━━ EXTRACTED DATA

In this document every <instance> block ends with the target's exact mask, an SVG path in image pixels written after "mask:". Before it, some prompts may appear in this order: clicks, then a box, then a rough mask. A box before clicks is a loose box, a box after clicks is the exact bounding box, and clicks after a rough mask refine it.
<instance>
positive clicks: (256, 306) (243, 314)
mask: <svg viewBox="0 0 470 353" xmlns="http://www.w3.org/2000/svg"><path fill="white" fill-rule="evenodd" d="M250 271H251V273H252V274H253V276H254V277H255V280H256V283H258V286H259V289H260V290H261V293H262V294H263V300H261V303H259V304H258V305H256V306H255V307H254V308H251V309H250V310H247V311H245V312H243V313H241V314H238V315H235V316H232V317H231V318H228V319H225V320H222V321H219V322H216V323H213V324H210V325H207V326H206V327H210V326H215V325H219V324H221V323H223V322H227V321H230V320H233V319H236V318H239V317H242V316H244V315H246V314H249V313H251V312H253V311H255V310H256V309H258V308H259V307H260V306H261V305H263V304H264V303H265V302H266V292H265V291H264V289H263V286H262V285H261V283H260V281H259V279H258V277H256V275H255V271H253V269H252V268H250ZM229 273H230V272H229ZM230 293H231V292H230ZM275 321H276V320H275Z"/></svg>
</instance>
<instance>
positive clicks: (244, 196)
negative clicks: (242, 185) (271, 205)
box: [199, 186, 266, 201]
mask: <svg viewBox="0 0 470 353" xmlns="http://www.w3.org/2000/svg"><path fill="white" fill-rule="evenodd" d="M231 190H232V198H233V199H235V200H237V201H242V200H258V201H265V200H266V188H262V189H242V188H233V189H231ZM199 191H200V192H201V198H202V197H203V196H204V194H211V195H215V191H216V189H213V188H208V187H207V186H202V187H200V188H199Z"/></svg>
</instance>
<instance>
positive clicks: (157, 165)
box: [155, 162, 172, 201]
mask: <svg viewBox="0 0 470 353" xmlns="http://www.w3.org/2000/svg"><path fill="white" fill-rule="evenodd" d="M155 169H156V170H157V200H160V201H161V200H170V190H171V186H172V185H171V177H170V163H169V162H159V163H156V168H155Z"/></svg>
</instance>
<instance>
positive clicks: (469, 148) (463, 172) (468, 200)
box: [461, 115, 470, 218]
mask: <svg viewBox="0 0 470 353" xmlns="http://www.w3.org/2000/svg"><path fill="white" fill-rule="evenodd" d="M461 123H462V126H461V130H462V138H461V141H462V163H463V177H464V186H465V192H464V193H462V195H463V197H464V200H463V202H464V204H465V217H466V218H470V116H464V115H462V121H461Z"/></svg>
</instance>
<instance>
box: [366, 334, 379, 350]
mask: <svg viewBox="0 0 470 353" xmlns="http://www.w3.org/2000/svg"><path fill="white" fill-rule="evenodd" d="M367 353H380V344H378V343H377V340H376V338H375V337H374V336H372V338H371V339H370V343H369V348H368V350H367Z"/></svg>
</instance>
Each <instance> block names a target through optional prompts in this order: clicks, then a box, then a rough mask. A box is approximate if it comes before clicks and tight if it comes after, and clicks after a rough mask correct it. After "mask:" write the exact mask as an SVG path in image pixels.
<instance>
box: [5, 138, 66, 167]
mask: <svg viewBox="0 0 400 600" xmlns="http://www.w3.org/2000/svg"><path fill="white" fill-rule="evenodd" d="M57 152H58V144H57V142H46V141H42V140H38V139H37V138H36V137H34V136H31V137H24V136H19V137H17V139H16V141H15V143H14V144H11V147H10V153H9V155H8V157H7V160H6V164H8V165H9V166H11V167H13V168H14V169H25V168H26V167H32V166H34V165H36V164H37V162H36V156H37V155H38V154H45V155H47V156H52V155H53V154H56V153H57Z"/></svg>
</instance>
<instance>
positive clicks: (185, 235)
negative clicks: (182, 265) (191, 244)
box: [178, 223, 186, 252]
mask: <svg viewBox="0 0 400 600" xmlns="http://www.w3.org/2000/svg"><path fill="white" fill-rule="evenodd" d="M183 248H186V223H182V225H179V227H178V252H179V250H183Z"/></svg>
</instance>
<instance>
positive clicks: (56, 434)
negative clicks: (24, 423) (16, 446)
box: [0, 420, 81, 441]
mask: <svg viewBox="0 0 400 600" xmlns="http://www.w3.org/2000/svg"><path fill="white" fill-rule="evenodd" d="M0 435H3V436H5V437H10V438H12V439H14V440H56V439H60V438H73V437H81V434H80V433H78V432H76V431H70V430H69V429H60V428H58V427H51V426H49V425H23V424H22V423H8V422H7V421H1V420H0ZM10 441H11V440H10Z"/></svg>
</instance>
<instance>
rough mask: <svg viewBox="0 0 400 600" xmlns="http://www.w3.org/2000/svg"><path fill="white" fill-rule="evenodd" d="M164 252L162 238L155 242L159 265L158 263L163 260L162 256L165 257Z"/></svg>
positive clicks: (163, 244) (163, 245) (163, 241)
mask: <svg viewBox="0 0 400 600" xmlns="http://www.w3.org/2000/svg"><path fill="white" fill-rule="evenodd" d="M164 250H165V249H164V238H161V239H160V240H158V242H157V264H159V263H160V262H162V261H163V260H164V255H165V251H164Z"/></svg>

━━━━

# TASK REQUIREMENTS:
The listing above should be transcribed in full, exactly as written.

# ANSWER SECTION:
In this document every <instance> block ends with the target's exact mask, an SVG path in image pixels written after "mask:". Before it, some prompts may appear in this order: clicks, then a box, then a rough mask. A box before clicks is a loose box, a box after clicks is the exact bounding box, and clicks after a rough mask refine it.
<instance>
positive clicks: (256, 306) (243, 314)
mask: <svg viewBox="0 0 470 353" xmlns="http://www.w3.org/2000/svg"><path fill="white" fill-rule="evenodd" d="M250 271H251V273H252V274H253V276H254V277H255V280H256V283H258V286H259V289H260V290H261V293H262V294H263V300H261V303H259V304H258V305H256V306H255V307H254V308H251V309H250V310H247V311H245V312H243V313H241V314H238V315H235V316H232V317H231V318H228V319H225V320H222V321H219V322H216V323H213V324H210V325H207V326H206V327H210V326H215V325H219V324H221V323H223V322H227V321H230V320H233V319H236V318H239V317H242V316H244V315H246V314H249V313H251V312H253V311H255V310H256V309H258V308H259V307H260V306H261V305H263V304H264V303H265V302H266V292H265V291H264V289H263V286H262V285H261V283H260V281H259V279H258V277H256V275H255V271H253V269H252V268H250ZM229 273H230V272H229ZM230 293H231V292H230ZM275 321H276V320H275Z"/></svg>
</instance>
<instance>
positive clicks: (244, 196)
negative clicks: (242, 185) (271, 205)
box: [199, 186, 266, 201]
mask: <svg viewBox="0 0 470 353" xmlns="http://www.w3.org/2000/svg"><path fill="white" fill-rule="evenodd" d="M231 190H232V198H233V199H235V200H237V201H242V200H258V201H265V200H266V188H262V189H242V188H233V189H231ZM199 191H200V192H201V198H202V197H203V196H204V194H211V195H215V191H216V189H213V188H208V187H207V186H202V187H200V188H199Z"/></svg>
</instance>
<instance>
positive clicks: (157, 165)
box: [155, 162, 172, 201]
mask: <svg viewBox="0 0 470 353" xmlns="http://www.w3.org/2000/svg"><path fill="white" fill-rule="evenodd" d="M155 169H156V170H157V200H160V201H161V200H170V190H171V186H172V185H171V177H170V163H169V162H159V163H156V168H155Z"/></svg>
</instance>
<instance>
positive clicks: (469, 148) (463, 172) (468, 200)
box: [461, 115, 470, 218]
mask: <svg viewBox="0 0 470 353" xmlns="http://www.w3.org/2000/svg"><path fill="white" fill-rule="evenodd" d="M461 123H462V126H461V130H462V138H461V141H462V163H463V177H464V186H465V192H464V193H462V195H463V197H464V200H463V202H464V204H465V217H466V218H470V116H464V115H462V121H461Z"/></svg>
</instance>
<instance>
box: [366, 334, 379, 350]
mask: <svg viewBox="0 0 470 353" xmlns="http://www.w3.org/2000/svg"><path fill="white" fill-rule="evenodd" d="M367 353H380V344H378V343H377V340H376V338H375V337H374V336H372V338H371V339H370V343H369V348H368V350H367Z"/></svg>
</instance>
Each <instance> block names a target through optional prompts in this order: clicks, then a box, then a rough mask. A box is approximate if it comes before clicks and tight if it comes after, and clicks after a rough mask correct it. After "mask:" write the exact mask as an SVG path in image pixels.
<instance>
box: [5, 138, 66, 167]
mask: <svg viewBox="0 0 400 600" xmlns="http://www.w3.org/2000/svg"><path fill="white" fill-rule="evenodd" d="M57 152H58V144H57V142H46V141H42V140H38V139H37V138H36V137H34V136H31V137H24V136H19V137H17V139H16V141H15V143H14V144H11V147H10V153H9V155H8V157H7V160H6V164H8V165H9V166H11V167H13V168H14V169H25V168H26V167H32V166H34V165H36V164H37V162H36V156H37V155H38V154H45V155H47V156H52V155H53V154H56V153H57Z"/></svg>
</instance>
<instance>
positive clicks: (185, 235)
negative clicks: (182, 265) (191, 244)
box: [178, 223, 186, 252]
mask: <svg viewBox="0 0 400 600" xmlns="http://www.w3.org/2000/svg"><path fill="white" fill-rule="evenodd" d="M183 248H186V223H182V225H179V227H178V252H179V250H183Z"/></svg>
</instance>
<instance>
positive clicks: (56, 434)
negative clicks: (24, 423) (16, 446)
box: [0, 420, 81, 441]
mask: <svg viewBox="0 0 400 600" xmlns="http://www.w3.org/2000/svg"><path fill="white" fill-rule="evenodd" d="M0 435H3V436H5V437H10V438H12V439H14V440H56V439H60V438H73V437H81V434H80V433H78V432H76V431H70V430H69V429H60V428H58V427H51V426H49V425H23V424H22V423H8V422H7V421H1V420H0ZM10 441H11V440H10Z"/></svg>
</instance>
<instance>
rough mask: <svg viewBox="0 0 400 600" xmlns="http://www.w3.org/2000/svg"><path fill="white" fill-rule="evenodd" d="M164 252L162 238L155 242L159 265L158 263L163 260L162 256L165 257Z"/></svg>
positive clicks: (163, 244) (163, 245) (163, 241)
mask: <svg viewBox="0 0 400 600" xmlns="http://www.w3.org/2000/svg"><path fill="white" fill-rule="evenodd" d="M164 250H165V249H164V238H161V239H160V240H158V242H157V264H159V263H160V262H162V261H163V260H164V255H165V251H164Z"/></svg>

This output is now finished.